Input material:

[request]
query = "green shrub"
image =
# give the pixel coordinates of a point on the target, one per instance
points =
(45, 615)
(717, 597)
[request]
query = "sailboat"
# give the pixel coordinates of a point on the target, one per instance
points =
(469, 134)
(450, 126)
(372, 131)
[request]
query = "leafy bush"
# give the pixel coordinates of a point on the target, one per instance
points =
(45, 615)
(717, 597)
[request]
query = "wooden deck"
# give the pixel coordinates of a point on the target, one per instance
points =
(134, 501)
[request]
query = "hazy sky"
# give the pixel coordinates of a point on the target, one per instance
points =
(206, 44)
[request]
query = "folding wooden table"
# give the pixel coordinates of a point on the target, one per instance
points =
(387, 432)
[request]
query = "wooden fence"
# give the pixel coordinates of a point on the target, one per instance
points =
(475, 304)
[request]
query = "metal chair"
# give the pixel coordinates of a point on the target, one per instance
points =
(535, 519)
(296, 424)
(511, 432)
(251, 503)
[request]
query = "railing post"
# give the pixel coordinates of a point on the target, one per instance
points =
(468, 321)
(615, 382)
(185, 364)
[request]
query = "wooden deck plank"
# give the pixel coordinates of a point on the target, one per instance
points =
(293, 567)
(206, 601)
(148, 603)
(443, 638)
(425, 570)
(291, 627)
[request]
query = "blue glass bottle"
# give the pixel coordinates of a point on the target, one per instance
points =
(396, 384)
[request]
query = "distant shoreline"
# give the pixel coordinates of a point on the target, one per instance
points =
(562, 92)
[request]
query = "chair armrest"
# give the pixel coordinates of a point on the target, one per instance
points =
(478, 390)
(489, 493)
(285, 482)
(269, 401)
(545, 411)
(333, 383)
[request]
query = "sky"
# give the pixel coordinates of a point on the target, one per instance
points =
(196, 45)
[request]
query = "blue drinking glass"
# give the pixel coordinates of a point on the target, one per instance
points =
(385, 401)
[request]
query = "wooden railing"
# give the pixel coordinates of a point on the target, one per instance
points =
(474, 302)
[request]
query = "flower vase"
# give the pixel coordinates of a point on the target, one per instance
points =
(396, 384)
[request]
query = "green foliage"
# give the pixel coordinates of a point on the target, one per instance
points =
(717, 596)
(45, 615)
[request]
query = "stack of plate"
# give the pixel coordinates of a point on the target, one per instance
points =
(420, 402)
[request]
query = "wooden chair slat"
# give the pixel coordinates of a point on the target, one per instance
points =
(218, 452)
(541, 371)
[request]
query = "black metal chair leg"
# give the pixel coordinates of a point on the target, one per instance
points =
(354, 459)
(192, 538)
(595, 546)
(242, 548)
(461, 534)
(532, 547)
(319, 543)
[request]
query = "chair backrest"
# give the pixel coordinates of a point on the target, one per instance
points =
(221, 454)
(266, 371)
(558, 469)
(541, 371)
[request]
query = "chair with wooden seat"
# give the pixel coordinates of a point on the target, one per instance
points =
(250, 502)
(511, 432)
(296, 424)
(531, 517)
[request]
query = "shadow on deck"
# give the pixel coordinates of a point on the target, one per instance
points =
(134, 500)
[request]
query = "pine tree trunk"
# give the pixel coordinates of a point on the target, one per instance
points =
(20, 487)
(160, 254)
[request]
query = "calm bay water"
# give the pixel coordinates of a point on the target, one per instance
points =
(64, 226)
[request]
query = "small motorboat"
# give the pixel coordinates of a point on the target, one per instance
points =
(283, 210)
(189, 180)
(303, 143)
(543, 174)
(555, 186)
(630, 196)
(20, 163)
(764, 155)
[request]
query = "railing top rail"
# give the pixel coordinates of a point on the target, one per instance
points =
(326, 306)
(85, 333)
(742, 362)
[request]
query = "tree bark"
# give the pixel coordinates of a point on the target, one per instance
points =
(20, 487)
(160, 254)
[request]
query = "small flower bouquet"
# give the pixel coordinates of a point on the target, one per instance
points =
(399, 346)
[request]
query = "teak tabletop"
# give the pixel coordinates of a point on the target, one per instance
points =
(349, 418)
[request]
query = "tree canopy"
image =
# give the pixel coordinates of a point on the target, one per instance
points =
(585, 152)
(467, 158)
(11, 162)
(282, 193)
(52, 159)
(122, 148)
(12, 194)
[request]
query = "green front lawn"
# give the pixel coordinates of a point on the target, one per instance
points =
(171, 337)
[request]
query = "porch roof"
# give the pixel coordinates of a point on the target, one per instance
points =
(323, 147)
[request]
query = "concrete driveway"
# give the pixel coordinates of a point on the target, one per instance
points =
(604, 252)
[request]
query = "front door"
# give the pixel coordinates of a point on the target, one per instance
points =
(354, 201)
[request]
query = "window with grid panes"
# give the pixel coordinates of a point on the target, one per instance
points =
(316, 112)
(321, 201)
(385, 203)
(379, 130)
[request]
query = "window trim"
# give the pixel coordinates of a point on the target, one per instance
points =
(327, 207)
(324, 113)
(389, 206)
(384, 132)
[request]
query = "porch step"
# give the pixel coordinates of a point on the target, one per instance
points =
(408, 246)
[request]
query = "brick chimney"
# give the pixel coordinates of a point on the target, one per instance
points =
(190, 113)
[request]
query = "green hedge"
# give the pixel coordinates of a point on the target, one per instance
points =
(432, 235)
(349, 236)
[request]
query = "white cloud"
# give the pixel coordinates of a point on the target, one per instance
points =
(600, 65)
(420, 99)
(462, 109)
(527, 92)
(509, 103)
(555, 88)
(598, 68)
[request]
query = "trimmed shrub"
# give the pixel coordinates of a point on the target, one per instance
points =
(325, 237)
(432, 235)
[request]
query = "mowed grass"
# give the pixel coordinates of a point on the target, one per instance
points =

What this task involves: Copy down the whole of the data above, matching it exactly.

Problem solution:
[request]
query = "green shrub"
image =
# give the pixel coordinates of a point on the target, one per instance
points =
(45, 615)
(717, 597)
[request]
query = "sailboat"
# give the pixel coordinates of a point on the target, one per instance
points =
(469, 134)
(450, 126)
(372, 131)
[request]
query = "leafy bush"
# give the pixel coordinates of a point on the target, one per instance
points =
(45, 615)
(717, 597)
[request]
query = "wooden deck"
# give the pixel coordinates of a point on the target, one per instance
points =
(134, 501)
[request]
query = "hazy sky"
# give the pixel coordinates of a point on the target, one per instance
points =
(206, 44)
[request]
query = "folding wooden table"
# give the pixel coordinates of a point on the target, one per instance
points =
(387, 432)
[request]
query = "wooden fence"
# give the pixel coordinates of a point on the target, one per instance
points =
(475, 304)
[request]
query = "metal chair"
# give the pixel coordinates of a point on the target, one per instance
points =
(535, 519)
(296, 424)
(511, 432)
(251, 503)
[request]
query = "railing post"
# give the pixel coordinates of a point on the target, one per instance
points =
(468, 321)
(615, 382)
(185, 364)
[request]
query = "wooden deck plank"
# give the pixel coordinates of a point on the target, one per instance
points =
(293, 567)
(206, 601)
(148, 603)
(443, 638)
(425, 570)
(291, 627)
[request]
query = "blue glass bottle"
# give the pixel coordinates of a point on the target, one per instance
points =
(396, 384)
[request]
query = "distant shoreline"
# give the pixel coordinates of a point on the target, one per instance
points =
(562, 92)
[request]
query = "chair armrest"
# give the pixel coordinates of a point on the target, one per instance
points =
(478, 390)
(489, 493)
(285, 482)
(269, 401)
(545, 411)
(333, 383)
[request]
query = "sky"
# give the pixel coordinates of a point on the target, one per instance
points =
(196, 45)
[request]
query = "blue drinking glass"
# give the pixel coordinates of a point on the target, one per instance
points =
(385, 401)
[request]
query = "wooden railing"
# give the pixel coordinates of a point on the target, one per instance
points =
(474, 302)
[request]
query = "flower vase"
# give the pixel coordinates of a point on the target, one per instance
points =
(396, 384)
[request]
query = "green foliage"
# give the pixel coordinates of a point on the target, one per instance
points =
(717, 596)
(45, 615)
[request]
query = "stack of plate"
# give the pixel coordinates of a point on the target, one per instance
points =
(420, 402)
[request]
query = "wooden chair slat"
# give the pixel coordinates of a point on the target, one per instance
points =
(218, 452)
(541, 371)
[request]
query = "black metal chair leg"
# give the pixel coordinates of a point on the target, one per instance
points =
(354, 459)
(192, 538)
(595, 546)
(242, 548)
(461, 534)
(532, 547)
(319, 543)
[request]
query = "chair backrest"
# give the pixel coordinates of a point on the target, one per instance
points =
(221, 454)
(266, 371)
(558, 469)
(541, 371)
[request]
query = "chair with wooden seat"
# give the pixel coordinates of a point on the target, one per instance
points =
(250, 502)
(511, 432)
(296, 424)
(531, 517)
[request]
query = "shadow on deck"
# give the pixel coordinates of a point on the target, one per instance
points =
(134, 500)
[request]
query = "pine tree trunk"
# give the pixel coordinates of a point on the target, one per instance
points =
(20, 487)
(160, 254)
[request]
query = "calm bay water"
# give the pixel coordinates of a point on the target, one per instance
points =
(64, 226)
[request]
query = "small motorboat"
# give the pixel coordinates of a point on the target, one per instance
points =
(283, 210)
(189, 180)
(303, 143)
(543, 174)
(555, 186)
(630, 196)
(20, 163)
(764, 155)
[request]
query = "railing top rail"
# give the pixel coordinates of a point on the target, one per instance
points =
(326, 306)
(85, 333)
(742, 362)
[request]
query = "tree bark"
# give the pixel coordinates of a point on the target, one per instance
points =
(20, 487)
(160, 254)
[request]
query = "small flower bouquet"
# give the pixel coordinates of a point on the target, one per instance
points =
(399, 346)
[request]
query = "teak tabletop"
# give the pixel coordinates of a point on the target, one per instance
points =
(349, 418)
[request]
query = "tree canopy"
image =
# give the pixel coordinates of a point on the target, one per instance
points =
(585, 152)
(467, 158)
(11, 162)
(282, 193)
(52, 159)
(122, 148)
(12, 194)
[request]
query = "green front lawn"
# give the pixel coordinates of a point on the target, one per instance
points =
(171, 337)
[request]
query = "porch roof"
# give the pixel coordinates of a point on the target, one per instance
points =
(323, 147)
[request]
query = "concrete driveway"
# give the pixel coordinates of a point on the target, one per instance
points =
(604, 252)
[request]
query = "front door"
# give the pixel coordinates of a point on the target, one per instance
points =
(354, 201)
[request]
query = "window with grid panes"
# give the pixel coordinates of a point on the target, one per instance
points =
(316, 112)
(321, 201)
(385, 203)
(379, 130)
[request]
query = "window trim"
# give the pixel coordinates of a point on the target, one per instance
points =
(327, 207)
(324, 113)
(389, 206)
(384, 132)
[request]
query = "porch step"
# give the pixel coordinates of a point on the target, one per instance
points =
(408, 246)
[request]
query = "brick chimney"
# give the pixel coordinates of a point on the target, one per instance
points =
(190, 113)
[request]
query = "green hedge"
# give the pixel coordinates of a point on the target, one per instance
points =
(432, 235)
(349, 236)
[request]
query = "white cloud"
# give the pixel coordinates of a point on the target, one per instance
points =
(600, 65)
(420, 99)
(462, 109)
(527, 92)
(509, 103)
(555, 88)
(598, 68)
[request]
query = "trimmed shrub"
# give the pixel coordinates of a point on the target, one per instance
points =
(325, 237)
(432, 235)
[request]
query = "mowed grass"
# give the pixel coordinates of a point on the target, one per instance
points =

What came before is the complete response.